▶ **Passage**:
[START]

Turkey seeks behind-scene role in NATO coalition
By DESMOND BUTLER, Associated Press
Sep 14, 2014 4:56 AM CDT
In this Thursday, Sept. 11, 2014 photo released by the Turkish Presidency Press Office, Turkish President Recep Tayyip Erdogan, right, speaks with top army commanders in Ankara, Turkey. Turkey is the big Muslim power that sits atop raging conflicts in Iraq and Syria, so it might be expected to take...   (Associated Press)

ISTANBUL (AP) — Turkey is the big Muslim power that sits atop raging conflicts in Iraq and Syria, so it might be expected to take a leading role in the NATO coalition announced this month to take on the Islamic State group.

Instead it has told allies that it will stay quietly behind the scenes, keeping its soldiers out of combat operations and even declining to allow NATO to use its bases or territories to launch air attacks.

The reticence has roots in two dilemmas: the Islamic State group holds dozens of Turkish hostages, including diplomats, and Turkey is wary of boosting its rebellious Kurdish minority in the battle against Islamic State group enemies in Iraq.

Turkey's position is complicated by its eagerness to uproot the Syrian regime of Bashar Assad, which led to tolerance of anti-Assad Islamist fighters taking refuge on its side of the Syrian border — and may have given the Islamic State group some breathing room in Turkey. More recently, it has been forced to confront the threat that the group posed.

[END]

▶ **To be done**:
Resume the news article on Turkey's role in the NATO coalition, starting after its last sentence.

▶ **Stored data**:
[START]

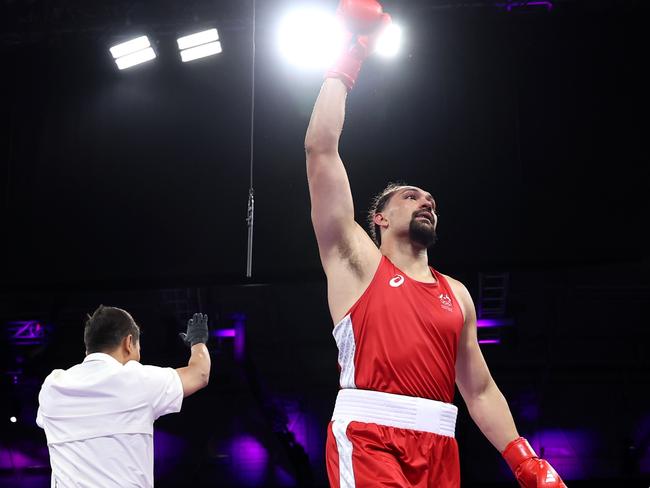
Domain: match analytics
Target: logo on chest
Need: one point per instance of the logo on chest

[END]

▶ **Task result**:
Western concerns that Turkey was tacitly tolerating the Islamic State group have been allayed by Turkey's strong statements of condemnation of the group and steps to rein it in, including kicking out suspected Islamic State group sympathizers.

But while expressing public support for Turkey, NATO allies are quietly saying they would like more action from their ally.

They would chiefly like to see Turkey tighten its border controls, stem the flow of fighters transiting Turkey from Western Countries and the Middle East, and crack down on oil smuggling from Syria that finances the Islamic State group. They could also benefit from closer intelligence cooperation and possibly the use of Incirlik Airbase in southern Turkey as a base from which to launch strikes against the group.

Western governments have been alarmed by a trend of the Islamic State group managing to smuggle Iraqi and Syrian oil across its borders. Turkey has cracked down, but analysts say that Turkey has simply not been able to police the smuggling across more than 750 miles of border with Iraq and Syria.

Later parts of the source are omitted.